→ **Available data**:
- - -

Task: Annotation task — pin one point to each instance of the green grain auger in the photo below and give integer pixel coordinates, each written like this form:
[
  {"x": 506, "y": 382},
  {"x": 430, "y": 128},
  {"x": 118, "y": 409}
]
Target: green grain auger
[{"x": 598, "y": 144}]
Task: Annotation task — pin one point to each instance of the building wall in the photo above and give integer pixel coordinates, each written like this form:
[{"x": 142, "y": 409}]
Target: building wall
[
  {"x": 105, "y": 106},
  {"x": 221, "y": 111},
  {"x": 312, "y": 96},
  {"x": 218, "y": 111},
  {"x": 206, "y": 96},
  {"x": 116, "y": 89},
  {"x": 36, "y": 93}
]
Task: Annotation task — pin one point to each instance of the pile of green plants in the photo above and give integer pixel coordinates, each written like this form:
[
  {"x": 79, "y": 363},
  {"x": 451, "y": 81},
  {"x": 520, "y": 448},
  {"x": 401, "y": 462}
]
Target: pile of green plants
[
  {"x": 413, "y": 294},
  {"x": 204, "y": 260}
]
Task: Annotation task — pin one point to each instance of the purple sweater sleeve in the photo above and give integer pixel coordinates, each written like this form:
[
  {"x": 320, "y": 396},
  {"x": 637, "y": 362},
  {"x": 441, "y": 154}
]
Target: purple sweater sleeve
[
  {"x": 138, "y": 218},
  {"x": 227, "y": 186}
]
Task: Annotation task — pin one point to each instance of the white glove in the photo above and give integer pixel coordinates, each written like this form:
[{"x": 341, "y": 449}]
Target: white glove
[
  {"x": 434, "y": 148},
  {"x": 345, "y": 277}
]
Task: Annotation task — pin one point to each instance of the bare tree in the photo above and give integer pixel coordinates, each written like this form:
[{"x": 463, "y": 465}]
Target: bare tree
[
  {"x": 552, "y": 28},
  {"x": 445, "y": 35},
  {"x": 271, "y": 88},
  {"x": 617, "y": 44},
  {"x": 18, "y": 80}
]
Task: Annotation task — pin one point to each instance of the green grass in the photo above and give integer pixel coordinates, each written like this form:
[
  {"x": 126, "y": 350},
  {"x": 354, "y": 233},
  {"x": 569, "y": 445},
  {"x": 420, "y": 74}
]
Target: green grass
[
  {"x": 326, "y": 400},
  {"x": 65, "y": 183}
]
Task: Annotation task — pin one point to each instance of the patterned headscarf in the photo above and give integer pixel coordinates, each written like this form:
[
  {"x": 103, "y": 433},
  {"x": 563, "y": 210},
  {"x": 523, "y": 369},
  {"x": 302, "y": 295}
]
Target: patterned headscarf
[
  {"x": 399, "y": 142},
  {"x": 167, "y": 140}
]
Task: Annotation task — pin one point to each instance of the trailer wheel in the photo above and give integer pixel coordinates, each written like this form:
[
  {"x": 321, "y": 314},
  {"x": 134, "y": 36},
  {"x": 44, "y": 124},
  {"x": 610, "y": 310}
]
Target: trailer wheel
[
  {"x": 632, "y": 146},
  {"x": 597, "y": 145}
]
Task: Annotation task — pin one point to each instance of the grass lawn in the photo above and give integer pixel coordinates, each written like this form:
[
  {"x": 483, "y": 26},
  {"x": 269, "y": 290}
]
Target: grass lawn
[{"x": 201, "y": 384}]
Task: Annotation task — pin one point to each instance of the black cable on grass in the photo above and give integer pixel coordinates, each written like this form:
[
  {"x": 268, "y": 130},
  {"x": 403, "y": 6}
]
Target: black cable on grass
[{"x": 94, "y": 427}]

- - -

→ **Task requirements**: Each line of the data above must be restated word for word.

→ **Written solution**:
Task: Annotation task — pin one point to each instance of the green grain auger in the photo below and give integer pixel coordinates, each written like this form:
[
  {"x": 506, "y": 382},
  {"x": 430, "y": 128},
  {"x": 118, "y": 409}
]
Target: green grain auger
[{"x": 598, "y": 144}]
Task: Annotation task — pin one point to each instance of the building wall in the photo above and give integer pixel coordinates, each written like this form:
[{"x": 142, "y": 409}]
Target: building wall
[
  {"x": 105, "y": 106},
  {"x": 221, "y": 111},
  {"x": 312, "y": 96},
  {"x": 218, "y": 111},
  {"x": 206, "y": 96},
  {"x": 116, "y": 89},
  {"x": 36, "y": 93}
]
Task: Annotation task — pin one point to each instance of the pile of green plants in the photo above and give integer pixel coordinates, each written like this form:
[
  {"x": 79, "y": 363},
  {"x": 451, "y": 81},
  {"x": 520, "y": 448},
  {"x": 401, "y": 462}
]
Target: pile of green plants
[
  {"x": 413, "y": 294},
  {"x": 204, "y": 260}
]
Task: Annotation task — pin one point to each instance of the purple sweater sleeve in the photo above and give integer pixel coordinates, each written like this form:
[
  {"x": 320, "y": 396},
  {"x": 637, "y": 362},
  {"x": 441, "y": 154}
]
Target: purple sweater sleeve
[
  {"x": 138, "y": 218},
  {"x": 227, "y": 186}
]
Task: Annotation task — pin one point to each instance of the white glove in the photo above and give integer pixel coordinates, each written like this form:
[{"x": 341, "y": 449}]
Target: white glove
[
  {"x": 434, "y": 148},
  {"x": 345, "y": 277}
]
Task: Annotation task — pin one point to each instance of the bare tree in the photo above and give integer pixel coordinates, each written like this form:
[{"x": 463, "y": 465}]
Target: bare tree
[
  {"x": 552, "y": 28},
  {"x": 445, "y": 35},
  {"x": 271, "y": 88},
  {"x": 617, "y": 44},
  {"x": 18, "y": 80}
]
Task: Annotation task — pin one point to each instance of the green grass in the photo above and give integer pixel coordinates, each written like this form:
[
  {"x": 126, "y": 350},
  {"x": 354, "y": 233},
  {"x": 569, "y": 445},
  {"x": 420, "y": 74}
]
Target: green grass
[
  {"x": 326, "y": 400},
  {"x": 65, "y": 183}
]
Task: Annotation task — pin one point to each instance of the patterned headscarf in the photo above and give integer pixel coordinates, each written like this form:
[
  {"x": 103, "y": 433},
  {"x": 563, "y": 210},
  {"x": 523, "y": 369},
  {"x": 302, "y": 295}
]
Target: patterned headscarf
[
  {"x": 399, "y": 142},
  {"x": 167, "y": 140}
]
Task: Annotation task — pin one point to each instance of the trailer wheel in the photo above and give integer pixel coordinates, each written like this form:
[
  {"x": 321, "y": 314},
  {"x": 134, "y": 36},
  {"x": 44, "y": 124},
  {"x": 610, "y": 310}
]
Target: trailer wheel
[
  {"x": 632, "y": 146},
  {"x": 597, "y": 145}
]
Task: Annotation task — pin one point to each instance of the grass lawn in the photo above and give integer pixel coordinates, each written like this form:
[
  {"x": 483, "y": 26},
  {"x": 269, "y": 290}
]
Target: grass lawn
[{"x": 201, "y": 384}]
Task: Annotation task — pin one point to each instance of the black cable on grass in the photo above and give integer pixel coordinates, each written like this form:
[
  {"x": 268, "y": 130},
  {"x": 403, "y": 6}
]
Target: black cable on grass
[{"x": 94, "y": 427}]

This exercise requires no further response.